Assigned task:
From the line containing "label: dirt road | output bbox" through the last line of the records, print every line exactly and nothing more.
----- Data listing -----
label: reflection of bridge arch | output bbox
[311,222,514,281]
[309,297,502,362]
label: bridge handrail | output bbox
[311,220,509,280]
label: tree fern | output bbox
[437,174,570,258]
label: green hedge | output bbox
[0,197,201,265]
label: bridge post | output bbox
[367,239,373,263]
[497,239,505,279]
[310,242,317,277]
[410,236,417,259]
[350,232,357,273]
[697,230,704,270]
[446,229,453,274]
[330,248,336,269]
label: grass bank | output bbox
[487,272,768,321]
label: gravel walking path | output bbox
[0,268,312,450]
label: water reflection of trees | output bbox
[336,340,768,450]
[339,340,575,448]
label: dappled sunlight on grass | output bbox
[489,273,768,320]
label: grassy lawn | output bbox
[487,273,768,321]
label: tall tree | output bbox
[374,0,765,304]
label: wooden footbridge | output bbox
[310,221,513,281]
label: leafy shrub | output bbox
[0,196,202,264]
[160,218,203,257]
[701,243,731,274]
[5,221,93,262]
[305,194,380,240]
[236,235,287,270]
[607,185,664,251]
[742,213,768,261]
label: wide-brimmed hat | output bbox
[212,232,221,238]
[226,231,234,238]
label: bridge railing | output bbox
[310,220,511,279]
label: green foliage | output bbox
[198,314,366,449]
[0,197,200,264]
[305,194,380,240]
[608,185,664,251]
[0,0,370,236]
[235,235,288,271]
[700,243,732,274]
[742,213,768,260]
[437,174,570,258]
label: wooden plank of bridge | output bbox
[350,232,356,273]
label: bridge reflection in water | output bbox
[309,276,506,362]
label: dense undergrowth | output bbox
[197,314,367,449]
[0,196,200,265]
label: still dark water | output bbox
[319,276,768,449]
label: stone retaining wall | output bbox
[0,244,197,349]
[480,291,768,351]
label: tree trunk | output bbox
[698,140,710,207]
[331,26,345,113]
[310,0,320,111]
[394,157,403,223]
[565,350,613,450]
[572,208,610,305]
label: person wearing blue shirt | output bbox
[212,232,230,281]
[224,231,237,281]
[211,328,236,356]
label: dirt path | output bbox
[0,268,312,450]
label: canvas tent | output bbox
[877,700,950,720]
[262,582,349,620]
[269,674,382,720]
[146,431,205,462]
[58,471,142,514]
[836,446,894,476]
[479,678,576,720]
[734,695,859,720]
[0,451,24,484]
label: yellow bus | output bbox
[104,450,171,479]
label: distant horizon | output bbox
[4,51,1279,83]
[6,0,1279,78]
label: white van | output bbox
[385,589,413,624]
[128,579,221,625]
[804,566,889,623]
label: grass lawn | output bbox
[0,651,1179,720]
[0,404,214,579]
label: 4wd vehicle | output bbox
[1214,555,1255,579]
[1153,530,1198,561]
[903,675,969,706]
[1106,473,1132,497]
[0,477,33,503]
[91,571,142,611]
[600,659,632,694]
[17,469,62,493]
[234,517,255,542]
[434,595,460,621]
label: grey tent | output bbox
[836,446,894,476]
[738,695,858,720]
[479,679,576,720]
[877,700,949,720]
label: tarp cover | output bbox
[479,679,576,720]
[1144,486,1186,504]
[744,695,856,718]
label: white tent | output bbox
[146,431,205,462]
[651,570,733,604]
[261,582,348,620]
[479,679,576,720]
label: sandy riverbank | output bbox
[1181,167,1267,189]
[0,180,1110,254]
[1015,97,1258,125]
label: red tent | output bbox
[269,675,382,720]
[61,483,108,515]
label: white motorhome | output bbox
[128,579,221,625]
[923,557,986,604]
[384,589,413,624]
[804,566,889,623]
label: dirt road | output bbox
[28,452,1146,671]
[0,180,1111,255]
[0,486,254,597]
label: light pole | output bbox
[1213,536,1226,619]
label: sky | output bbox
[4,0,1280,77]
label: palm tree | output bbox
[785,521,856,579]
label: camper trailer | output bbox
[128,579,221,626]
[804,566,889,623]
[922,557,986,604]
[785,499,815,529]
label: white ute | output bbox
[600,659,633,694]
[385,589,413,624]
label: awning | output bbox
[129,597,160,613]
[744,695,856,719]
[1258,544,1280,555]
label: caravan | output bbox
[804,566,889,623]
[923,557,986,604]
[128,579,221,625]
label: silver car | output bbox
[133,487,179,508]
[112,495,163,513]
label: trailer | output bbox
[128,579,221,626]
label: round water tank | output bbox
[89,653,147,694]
-----
Response box:
label: dirt road | output bbox
[28,452,1146,671]
[0,180,1111,255]
[0,486,254,597]
label: light pole | output bbox
[1213,536,1226,619]
label: sky | output bbox
[4,0,1280,77]
label: palm tree | output bbox
[785,521,856,579]
label: camper trailer | output bbox
[128,579,221,626]
[804,566,889,623]
[922,557,986,604]
[785,499,815,529]
label: white ute | output bbox
[600,659,633,694]
[385,589,413,624]
label: awning | output bbox
[129,597,160,613]
[744,695,856,719]
[1258,544,1280,555]
label: caravan | output bbox
[804,566,889,623]
[923,557,986,604]
[128,579,221,625]
label: silver car | output bbox
[133,487,179,508]
[112,495,163,513]
label: trailer | output bbox
[128,579,221,626]
label: round water tank | output bbox
[89,653,147,694]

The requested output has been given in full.